**Task requirements**:
**A.** According to the text on the 2020 F1600 Championship Series, which driver was the previous year's champion, and with which team?
**B.** Reproduce verbatim the part of the listing that opens with the line containing "Provide one point per instance of the sliding" and closes with the last line of the listing, including both.

**Text excerpt**:
Season
- Races: 18
- Start date: June 19
- End date: October 31

Awards
- Drivers' champion: Simon Sikes
- Manufacturers' Cup: Mygale

= 2020 F1600 Championship Series =

9th season of the F1600 Championship Series

The 2020 F1600 Championship Series season was the ninth season of the F1600 Championship Series.
The previous year's champion was Jonathan Kotyk of K-Hill Motorsports.

Simon Sikes’ performances in the F1600 Championship Series helped him earn a spot as a Team USA scholar and allowed him to make his debut in the USF2000 before the year ended. During his short time in the Road to Indy, he achieved his best finish in fourth place.

In the end, he easily won the F1600 title, beating karting graduate Dylan Christie and Dexter Czuba. He also took home the SCCA National Runoff title in Formula F.

Jackson Lee won two races in the F1600 series but missed a third of the season. He finished fourth in the points standings. His status as a Team USA scholar allowed him to travel to England to compete in the National FF1600 finale and other important races at the end of the year. His best finish was 10th place in the final race of the FFord Festival.

Maxwell Esterson joined him on the flight across the ocean. Esterson won one F1600 race and finished 14th in the WHT.

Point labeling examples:

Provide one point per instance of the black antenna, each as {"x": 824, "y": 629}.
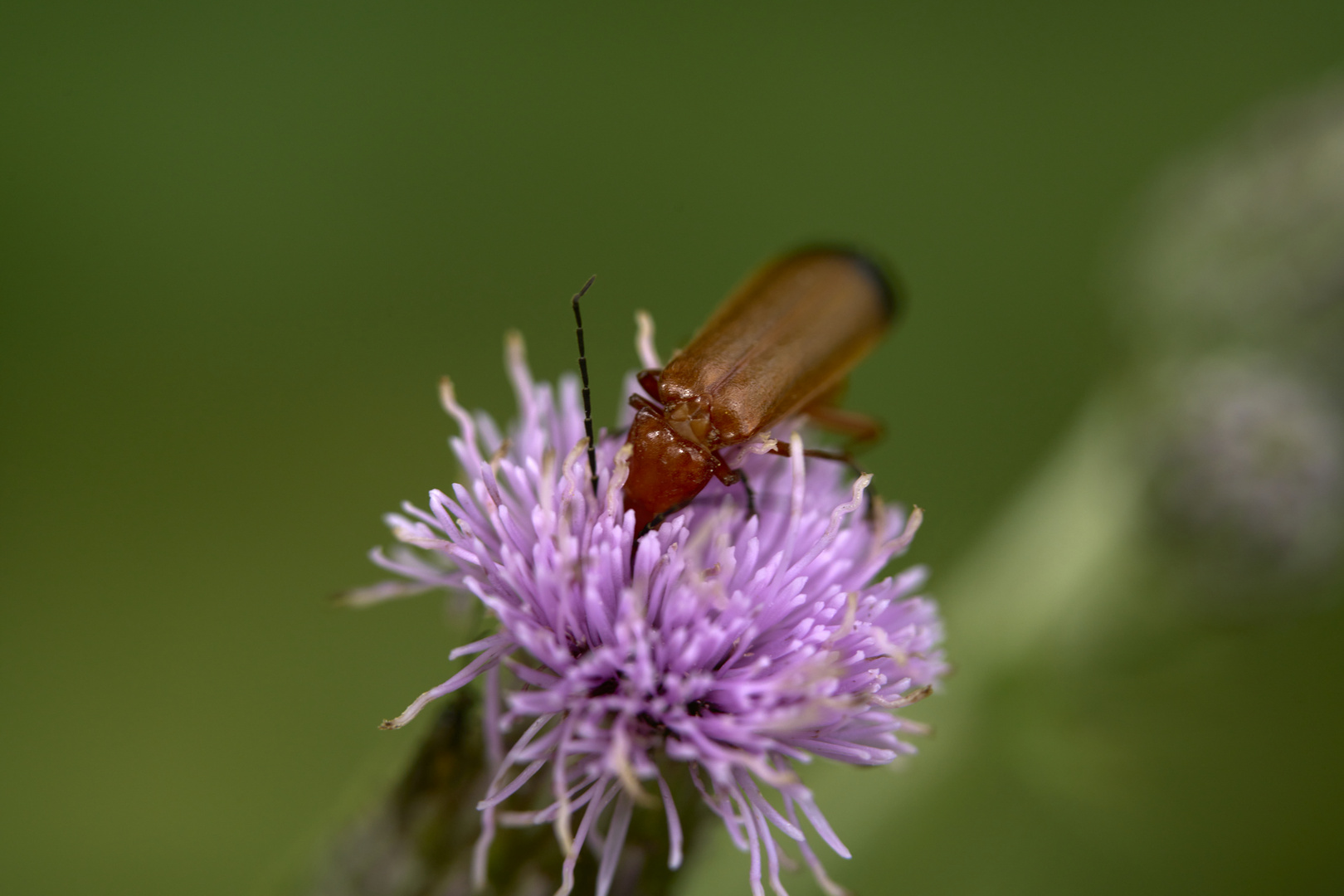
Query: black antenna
{"x": 587, "y": 398}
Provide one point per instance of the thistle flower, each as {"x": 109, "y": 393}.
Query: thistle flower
{"x": 737, "y": 646}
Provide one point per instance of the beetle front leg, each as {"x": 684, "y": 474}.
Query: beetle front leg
{"x": 641, "y": 403}
{"x": 650, "y": 381}
{"x": 726, "y": 475}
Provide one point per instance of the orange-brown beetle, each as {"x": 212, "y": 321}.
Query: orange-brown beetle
{"x": 780, "y": 345}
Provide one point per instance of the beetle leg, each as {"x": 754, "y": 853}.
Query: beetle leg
{"x": 839, "y": 457}
{"x": 650, "y": 381}
{"x": 641, "y": 403}
{"x": 746, "y": 485}
{"x": 726, "y": 475}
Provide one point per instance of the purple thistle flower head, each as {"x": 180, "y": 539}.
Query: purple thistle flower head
{"x": 735, "y": 645}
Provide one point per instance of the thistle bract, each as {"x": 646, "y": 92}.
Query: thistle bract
{"x": 735, "y": 645}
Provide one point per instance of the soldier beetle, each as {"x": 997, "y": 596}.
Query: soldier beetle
{"x": 780, "y": 345}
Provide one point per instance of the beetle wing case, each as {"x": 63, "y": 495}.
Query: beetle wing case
{"x": 784, "y": 338}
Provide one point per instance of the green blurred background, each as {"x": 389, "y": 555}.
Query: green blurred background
{"x": 241, "y": 242}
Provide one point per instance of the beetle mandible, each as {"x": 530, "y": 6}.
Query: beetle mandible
{"x": 782, "y": 344}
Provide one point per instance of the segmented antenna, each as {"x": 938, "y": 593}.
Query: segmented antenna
{"x": 587, "y": 398}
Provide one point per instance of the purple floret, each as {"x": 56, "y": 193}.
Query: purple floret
{"x": 735, "y": 645}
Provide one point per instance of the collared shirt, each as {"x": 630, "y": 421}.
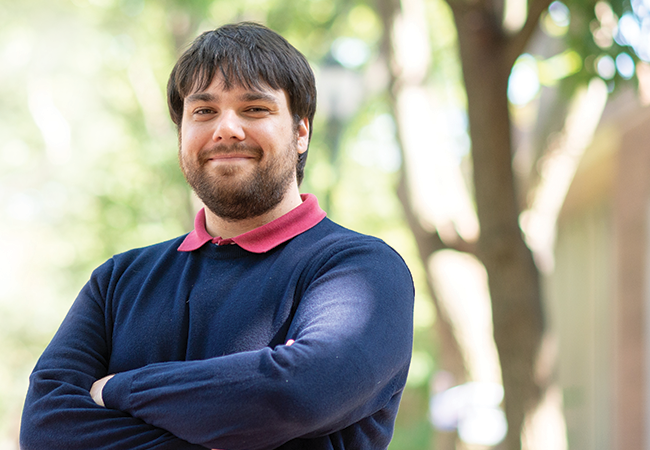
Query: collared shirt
{"x": 264, "y": 238}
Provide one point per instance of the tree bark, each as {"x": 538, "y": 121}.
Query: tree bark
{"x": 487, "y": 54}
{"x": 513, "y": 278}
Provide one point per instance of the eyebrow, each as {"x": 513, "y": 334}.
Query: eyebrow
{"x": 250, "y": 96}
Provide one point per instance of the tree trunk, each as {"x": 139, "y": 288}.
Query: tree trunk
{"x": 487, "y": 55}
{"x": 513, "y": 278}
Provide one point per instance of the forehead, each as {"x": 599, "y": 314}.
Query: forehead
{"x": 220, "y": 89}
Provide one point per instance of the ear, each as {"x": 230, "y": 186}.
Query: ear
{"x": 302, "y": 135}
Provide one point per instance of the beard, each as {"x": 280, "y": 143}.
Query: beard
{"x": 233, "y": 193}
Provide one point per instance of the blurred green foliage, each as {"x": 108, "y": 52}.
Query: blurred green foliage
{"x": 88, "y": 158}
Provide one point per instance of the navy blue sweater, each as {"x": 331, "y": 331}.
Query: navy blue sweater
{"x": 198, "y": 343}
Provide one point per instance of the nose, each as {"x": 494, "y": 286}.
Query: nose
{"x": 228, "y": 127}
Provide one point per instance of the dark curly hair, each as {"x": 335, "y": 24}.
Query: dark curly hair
{"x": 250, "y": 55}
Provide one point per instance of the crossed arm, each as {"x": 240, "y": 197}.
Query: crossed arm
{"x": 349, "y": 360}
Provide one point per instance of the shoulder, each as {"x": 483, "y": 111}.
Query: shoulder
{"x": 138, "y": 258}
{"x": 329, "y": 243}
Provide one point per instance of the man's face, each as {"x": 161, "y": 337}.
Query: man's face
{"x": 239, "y": 148}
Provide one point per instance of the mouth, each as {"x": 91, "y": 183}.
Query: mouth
{"x": 232, "y": 155}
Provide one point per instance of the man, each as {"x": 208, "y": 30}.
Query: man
{"x": 266, "y": 327}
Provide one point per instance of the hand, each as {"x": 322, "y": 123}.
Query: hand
{"x": 97, "y": 388}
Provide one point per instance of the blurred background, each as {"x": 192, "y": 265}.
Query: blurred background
{"x": 502, "y": 147}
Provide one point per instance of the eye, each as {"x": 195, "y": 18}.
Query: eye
{"x": 203, "y": 111}
{"x": 257, "y": 110}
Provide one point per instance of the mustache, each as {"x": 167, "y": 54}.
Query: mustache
{"x": 223, "y": 150}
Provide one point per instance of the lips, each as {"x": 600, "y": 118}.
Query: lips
{"x": 231, "y": 152}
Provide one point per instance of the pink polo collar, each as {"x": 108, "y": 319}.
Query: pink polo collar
{"x": 266, "y": 237}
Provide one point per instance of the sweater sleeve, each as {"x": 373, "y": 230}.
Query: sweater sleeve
{"x": 353, "y": 338}
{"x": 59, "y": 412}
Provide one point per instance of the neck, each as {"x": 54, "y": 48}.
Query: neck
{"x": 219, "y": 227}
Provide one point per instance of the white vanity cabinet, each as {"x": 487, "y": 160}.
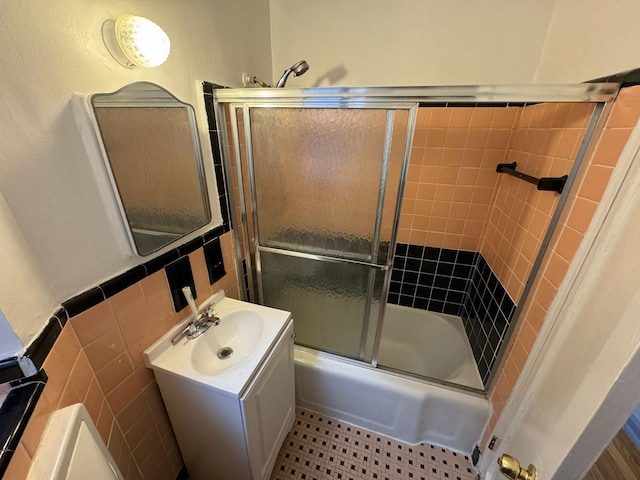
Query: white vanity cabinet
{"x": 268, "y": 407}
{"x": 231, "y": 433}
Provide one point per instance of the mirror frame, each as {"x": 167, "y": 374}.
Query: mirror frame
{"x": 148, "y": 94}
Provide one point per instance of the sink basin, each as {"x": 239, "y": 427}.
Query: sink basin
{"x": 227, "y": 344}
{"x": 226, "y": 356}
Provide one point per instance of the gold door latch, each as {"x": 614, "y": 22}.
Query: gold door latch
{"x": 510, "y": 468}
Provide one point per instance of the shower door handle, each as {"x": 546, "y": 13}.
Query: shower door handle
{"x": 325, "y": 258}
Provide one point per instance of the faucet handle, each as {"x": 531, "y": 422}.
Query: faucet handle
{"x": 210, "y": 316}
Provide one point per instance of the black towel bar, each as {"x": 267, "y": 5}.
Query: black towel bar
{"x": 552, "y": 184}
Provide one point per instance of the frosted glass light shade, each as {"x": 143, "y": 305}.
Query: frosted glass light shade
{"x": 136, "y": 41}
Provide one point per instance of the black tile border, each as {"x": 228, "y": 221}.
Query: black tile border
{"x": 42, "y": 345}
{"x": 213, "y": 257}
{"x": 117, "y": 284}
{"x": 180, "y": 275}
{"x": 474, "y": 104}
{"x": 216, "y": 153}
{"x": 629, "y": 78}
{"x": 460, "y": 283}
{"x": 10, "y": 370}
{"x": 83, "y": 301}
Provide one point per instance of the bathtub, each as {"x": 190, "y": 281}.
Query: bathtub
{"x": 428, "y": 344}
{"x": 408, "y": 410}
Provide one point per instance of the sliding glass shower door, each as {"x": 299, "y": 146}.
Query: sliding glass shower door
{"x": 324, "y": 186}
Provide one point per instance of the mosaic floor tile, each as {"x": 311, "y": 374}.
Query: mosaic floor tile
{"x": 319, "y": 447}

**Expected outputs**:
**A.** Jonathan Kotyk of K-Hill Motorsports.

**B.**
Provide one point per instance of the sliding glass shower door, each as {"x": 299, "y": 146}.
Query: sliding glass shower door
{"x": 324, "y": 186}
Provide one point per instance of the mosaic floor tile, each as {"x": 311, "y": 374}.
Query: mosaic floor tile
{"x": 319, "y": 447}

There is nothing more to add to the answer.